Records from a data source
• • • •
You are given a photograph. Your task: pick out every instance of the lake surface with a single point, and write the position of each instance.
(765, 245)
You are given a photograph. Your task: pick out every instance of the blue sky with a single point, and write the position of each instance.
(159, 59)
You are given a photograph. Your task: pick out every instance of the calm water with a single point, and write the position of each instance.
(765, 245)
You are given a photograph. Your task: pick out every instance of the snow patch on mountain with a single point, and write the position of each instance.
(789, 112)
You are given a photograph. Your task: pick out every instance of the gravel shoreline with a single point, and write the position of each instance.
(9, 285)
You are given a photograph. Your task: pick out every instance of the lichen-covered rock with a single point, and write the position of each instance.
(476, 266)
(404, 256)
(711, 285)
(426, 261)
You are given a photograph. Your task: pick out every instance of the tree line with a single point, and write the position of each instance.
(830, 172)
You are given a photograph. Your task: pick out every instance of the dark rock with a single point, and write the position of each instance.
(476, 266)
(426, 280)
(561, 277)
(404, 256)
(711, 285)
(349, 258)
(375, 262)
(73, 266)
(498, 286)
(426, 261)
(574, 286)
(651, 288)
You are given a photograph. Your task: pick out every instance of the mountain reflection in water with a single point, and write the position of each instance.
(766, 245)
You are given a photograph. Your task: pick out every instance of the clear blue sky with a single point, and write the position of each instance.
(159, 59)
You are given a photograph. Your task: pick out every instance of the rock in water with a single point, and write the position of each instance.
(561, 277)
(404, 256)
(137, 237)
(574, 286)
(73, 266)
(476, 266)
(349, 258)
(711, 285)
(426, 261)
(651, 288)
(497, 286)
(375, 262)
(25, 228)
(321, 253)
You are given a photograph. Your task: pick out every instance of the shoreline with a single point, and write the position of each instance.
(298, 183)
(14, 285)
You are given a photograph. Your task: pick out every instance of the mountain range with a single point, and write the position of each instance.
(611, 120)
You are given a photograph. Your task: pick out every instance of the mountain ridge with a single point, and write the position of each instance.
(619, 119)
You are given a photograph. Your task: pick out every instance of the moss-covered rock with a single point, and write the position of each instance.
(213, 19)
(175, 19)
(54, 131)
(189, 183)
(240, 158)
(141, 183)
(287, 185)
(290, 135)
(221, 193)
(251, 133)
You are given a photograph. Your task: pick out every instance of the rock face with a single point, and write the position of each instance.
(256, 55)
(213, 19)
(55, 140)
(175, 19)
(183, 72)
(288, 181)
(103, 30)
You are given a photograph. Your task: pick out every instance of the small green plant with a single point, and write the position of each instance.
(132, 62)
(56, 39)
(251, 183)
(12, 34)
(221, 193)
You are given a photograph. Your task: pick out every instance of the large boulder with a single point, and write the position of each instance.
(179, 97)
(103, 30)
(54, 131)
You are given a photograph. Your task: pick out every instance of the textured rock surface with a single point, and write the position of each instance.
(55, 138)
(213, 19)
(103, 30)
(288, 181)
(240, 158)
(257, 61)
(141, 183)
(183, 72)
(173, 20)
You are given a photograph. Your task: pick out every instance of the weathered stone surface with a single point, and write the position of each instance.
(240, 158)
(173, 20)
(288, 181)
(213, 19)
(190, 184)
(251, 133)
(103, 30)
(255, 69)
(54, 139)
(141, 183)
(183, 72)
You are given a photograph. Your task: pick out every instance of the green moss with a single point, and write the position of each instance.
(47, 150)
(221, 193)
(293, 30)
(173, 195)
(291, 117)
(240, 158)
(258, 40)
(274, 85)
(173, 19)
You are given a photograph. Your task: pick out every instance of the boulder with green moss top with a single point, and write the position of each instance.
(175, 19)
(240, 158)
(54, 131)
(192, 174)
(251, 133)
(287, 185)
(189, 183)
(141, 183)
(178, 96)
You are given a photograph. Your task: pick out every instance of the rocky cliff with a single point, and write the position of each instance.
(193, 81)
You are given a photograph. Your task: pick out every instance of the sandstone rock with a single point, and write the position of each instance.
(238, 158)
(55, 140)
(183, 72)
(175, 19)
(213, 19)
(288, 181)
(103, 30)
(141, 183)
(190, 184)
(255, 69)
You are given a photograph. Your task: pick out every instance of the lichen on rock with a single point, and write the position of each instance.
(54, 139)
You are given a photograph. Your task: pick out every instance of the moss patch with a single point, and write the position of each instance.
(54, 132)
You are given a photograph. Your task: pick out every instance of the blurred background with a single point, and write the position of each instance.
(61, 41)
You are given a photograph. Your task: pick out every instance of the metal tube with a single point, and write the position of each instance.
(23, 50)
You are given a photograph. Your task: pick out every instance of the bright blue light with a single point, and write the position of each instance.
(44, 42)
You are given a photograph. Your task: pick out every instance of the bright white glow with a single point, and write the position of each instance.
• • • •
Task directions → Would you repeat, exactly and with nothing added, every line from the line containing "of the rocky" through the last line of the records above?

Result of this task →
You are given a photograph. Your task: pick out every instance of the rocky cliff with a single point, and write the position of each instance.
(193, 81)
You are given a photograph. Your task: pick out every instance of the sandstone rock with a single point, and write the position of each instance.
(238, 158)
(55, 140)
(183, 72)
(175, 19)
(213, 19)
(288, 181)
(103, 30)
(141, 183)
(190, 184)
(255, 69)
You are given a photograph. Your task: pick out every instance of the lichen on rock with a single point, and write the position of each instance.
(54, 139)
You are given a photograph. Your task: pick out every instance of the moss patch with a single point, and write the position of each instance.
(54, 132)
You are given a photograph. Your task: pick out every instance of the blurred background with a single point, and write the position of each instance.
(61, 41)
You are given a photograph. Your task: pick out every instance of the metal tube with a single point, and write the position of each instance.
(23, 50)
You are given a photograph. Your task: pick out every instance of the bright blue light with a single point, and write the position of each instance.
(44, 42)
You are given a photograph. Your task: pick out every instance of the bright white glow with a single point, and write the position of each instance.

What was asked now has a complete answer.